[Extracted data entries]
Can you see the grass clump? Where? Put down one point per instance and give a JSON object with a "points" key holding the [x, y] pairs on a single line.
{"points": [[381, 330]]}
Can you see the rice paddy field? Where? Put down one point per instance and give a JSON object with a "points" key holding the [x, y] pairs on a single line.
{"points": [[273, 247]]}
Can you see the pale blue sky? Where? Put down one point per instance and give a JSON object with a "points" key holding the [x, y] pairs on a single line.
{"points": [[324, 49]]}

---

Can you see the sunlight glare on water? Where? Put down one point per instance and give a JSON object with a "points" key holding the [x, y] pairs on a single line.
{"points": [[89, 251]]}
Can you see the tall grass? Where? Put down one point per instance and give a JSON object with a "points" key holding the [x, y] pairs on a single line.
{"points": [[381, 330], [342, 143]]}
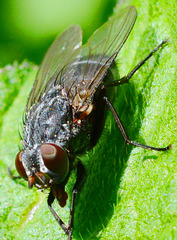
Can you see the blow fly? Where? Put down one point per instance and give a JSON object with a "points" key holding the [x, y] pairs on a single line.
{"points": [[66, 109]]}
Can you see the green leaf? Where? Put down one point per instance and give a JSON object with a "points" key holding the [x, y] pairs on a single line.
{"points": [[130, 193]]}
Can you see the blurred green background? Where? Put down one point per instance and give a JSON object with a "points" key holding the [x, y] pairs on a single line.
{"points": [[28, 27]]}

TASK REQUIREMENTS:
How many of the lines above contain the word "green"? Reply with the number alone.

FINISHED TASK:
2